__Passage given__.
====
[ccan] ccan/htable: Multiple questions

Ahmed Samy f.fallen45 at gmail.com
Thu Jun 12 17:37:55 EST 2014


Hey Rusty,

Thanks a lot for the explanation, it helped me write a simple code that
simulates your hash table:
https://gist.github.com/decltype/49f08c78ac40bf0124cc

Cheers!


On Wed, Jun 11, 2014 at 7:09 AM, Rusty Russell <rusty at rustcorp.com.au>
wrote:

> Ahmed Samy <f.fallen45 at gmail.com> writes:
> > Hey Rusty,
> >
> > I am having difficulties understanding your hashtable implementation and
> > have some questions for you if you don't mind:
>
> Hi Ahmed,
>
>         Sure, they're a bit obscure.  I've cc'd the mailing list so
> this gets archived...
>
> > - The following bit twiddling hacks are kind of unfamiliar to me, I
> > couldn't make sense out of them:
> >
> > static inline uintptr_t get_extra_ptr_bits(const struct htable *ht,
> >    uintptr_t e)
> > {
> > return e & ht->common_mask;
> > }
> >
> > static inline void *get_raw_ptr(const struct htable *ht, uintptr_t e)
> > {
> > return (void *)((e & ~ht->common_mask) | ht->common_bits);
> > }
> >
> > static inline uintptr_t make_hval(const struct htable *ht,
> >   const void *p, uintptr_t bits)
> > {
> > return ((uintptr_t)p & ~ht->common_mask) | bits;
> > }
>
> These three are related.  The idea behind htable (and why it's so fast)
> is because we use redundant bits in the pointers to hide more hash bits.
>
> In a normal hash table to find an entry, you hash it to find the bucket
> it would be in, then if that bucket's pointer isn't NULL, follow it to
> see if it's the entry we want.  This involves loading two cache lines:
> the bucket and the entry.
====
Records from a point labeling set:
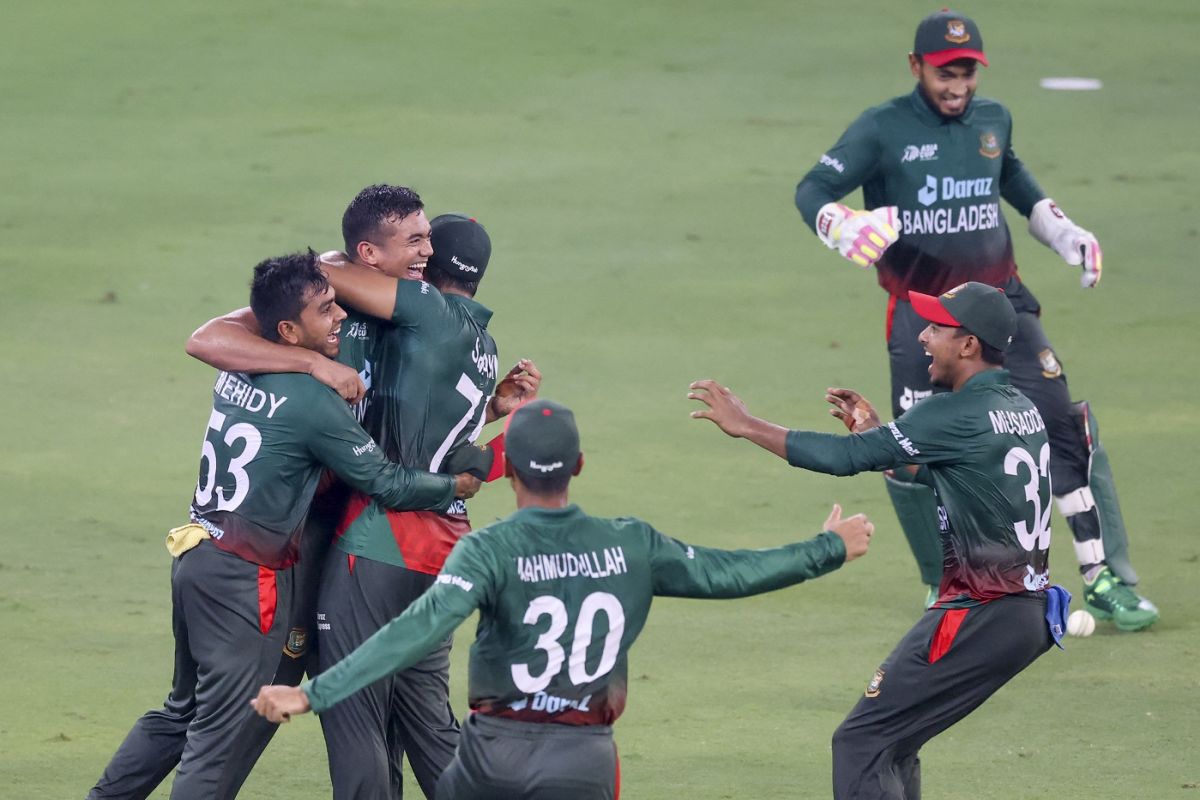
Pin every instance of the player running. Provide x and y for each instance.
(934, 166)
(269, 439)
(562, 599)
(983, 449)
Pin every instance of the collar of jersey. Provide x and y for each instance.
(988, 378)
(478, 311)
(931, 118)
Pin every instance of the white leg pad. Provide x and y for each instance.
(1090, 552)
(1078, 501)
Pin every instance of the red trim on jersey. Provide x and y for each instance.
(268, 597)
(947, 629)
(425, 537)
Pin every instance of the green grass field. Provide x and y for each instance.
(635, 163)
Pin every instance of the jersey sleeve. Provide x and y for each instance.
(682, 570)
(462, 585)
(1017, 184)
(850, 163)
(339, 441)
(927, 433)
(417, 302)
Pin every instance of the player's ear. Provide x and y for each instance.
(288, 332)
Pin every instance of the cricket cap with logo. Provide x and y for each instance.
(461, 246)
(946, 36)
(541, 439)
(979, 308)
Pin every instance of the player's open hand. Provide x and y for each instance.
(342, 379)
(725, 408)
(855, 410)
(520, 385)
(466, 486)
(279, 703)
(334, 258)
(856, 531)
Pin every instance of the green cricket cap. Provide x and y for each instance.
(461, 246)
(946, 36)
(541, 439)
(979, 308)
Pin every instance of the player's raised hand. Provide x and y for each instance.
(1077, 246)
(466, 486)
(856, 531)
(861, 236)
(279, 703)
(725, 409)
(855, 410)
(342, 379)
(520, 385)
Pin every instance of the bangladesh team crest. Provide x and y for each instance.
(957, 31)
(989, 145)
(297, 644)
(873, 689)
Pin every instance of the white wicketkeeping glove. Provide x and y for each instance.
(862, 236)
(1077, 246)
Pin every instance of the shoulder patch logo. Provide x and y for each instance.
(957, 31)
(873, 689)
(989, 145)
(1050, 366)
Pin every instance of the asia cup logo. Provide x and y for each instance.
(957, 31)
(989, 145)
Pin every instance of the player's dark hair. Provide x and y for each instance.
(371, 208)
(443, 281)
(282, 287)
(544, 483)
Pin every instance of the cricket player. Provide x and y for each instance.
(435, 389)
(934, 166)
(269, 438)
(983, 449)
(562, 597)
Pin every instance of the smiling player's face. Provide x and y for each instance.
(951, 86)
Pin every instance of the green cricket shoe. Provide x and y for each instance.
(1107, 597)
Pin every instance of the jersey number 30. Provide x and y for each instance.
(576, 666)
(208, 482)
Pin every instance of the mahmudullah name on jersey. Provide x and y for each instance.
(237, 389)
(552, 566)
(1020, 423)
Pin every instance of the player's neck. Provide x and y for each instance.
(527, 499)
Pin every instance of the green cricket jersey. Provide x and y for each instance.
====
__Tasks for this exercise__.
a) Please extract the htable thread in full, reproducing every line verbatim.
b) Update the rows starting at the line containing "Pin every instance of the green cricket shoe." and ending at the line containing "(1020, 423)", replacing "jersey" with "shirt" and keeping all else the same. Return only those rows.

__Responses for each task__.
a)
[ccan] ccan/htable: Multiple questions

Ahmed Samy f.fallen45 at gmail.com
Thu Jun 12 17:37:55 EST 2014


Hey Rusty,

Thanks a lot for the explanation, it helped me write a simple code that
simulates your hash table:
https://gist.github.com/decltype/49f08c78ac40bf0124cc

Cheers!


On Wed, Jun 11, 2014 at 7:09 AM, Rusty Russell <rusty at rustcorp.com.au>
wrote:

> Ahmed Samy <f.fallen45 at gmail.com> writes:
> > Hey Rusty,
> >
> > I am having difficulties understanding your hashtable implementation and
> > have some questions for you if you don't mind:
>
> Hi Ahmed,
>
>         Sure, they're a bit obscure.  I've cc'd the mailing list so
> this gets archived...
>
> > - The following bit twiddling hacks are kind of unfamiliar to me, I
> > couldn't make sense out of them:
> >
> > static inline uintptr_t get_extra_ptr_bits(const struct htable *ht,
> >    uintptr_t e)
> > {
> > return e & ht->common_mask;
> > }
> >
> > static inline void *get_raw_ptr(const struct htable *ht, uintptr_t e)
> > {
> > return (void *)((e & ~ht->common_mask) | ht->common_bits);
> > }
> >
> > static inline uintptr_t make_hval(const struct htable *ht,
> >   const void *p, uintptr_t bits)
> > {
> > return ((uintptr_t)p & ~ht->common_mask) | bits;
> > }
>
> These three are related.  The idea behind htable (and why it's so fast)
> is because we use redundant bits in the pointers to hide more hash bits.
>
> In a normal hash table to find an entry, you hash it to find the bucket
> it would be in, then if that bucket's pointer isn't NULL, follow it to
> see if it's the entry we want.  This involves loading two cache lines:
> the bucket and the entry.

b)
Pin every instance of the green cricket shoe. Provide x and y for each instance.
(1107, 597)
Pin every instance of the shirt number 30. Provide x and y for each instance.
(576, 666)
(208, 482)
Pin every instance of the mahmudullah name on shirt. Provide x and y for each instance.
(237, 389)
(552, 566)
(1020, 423)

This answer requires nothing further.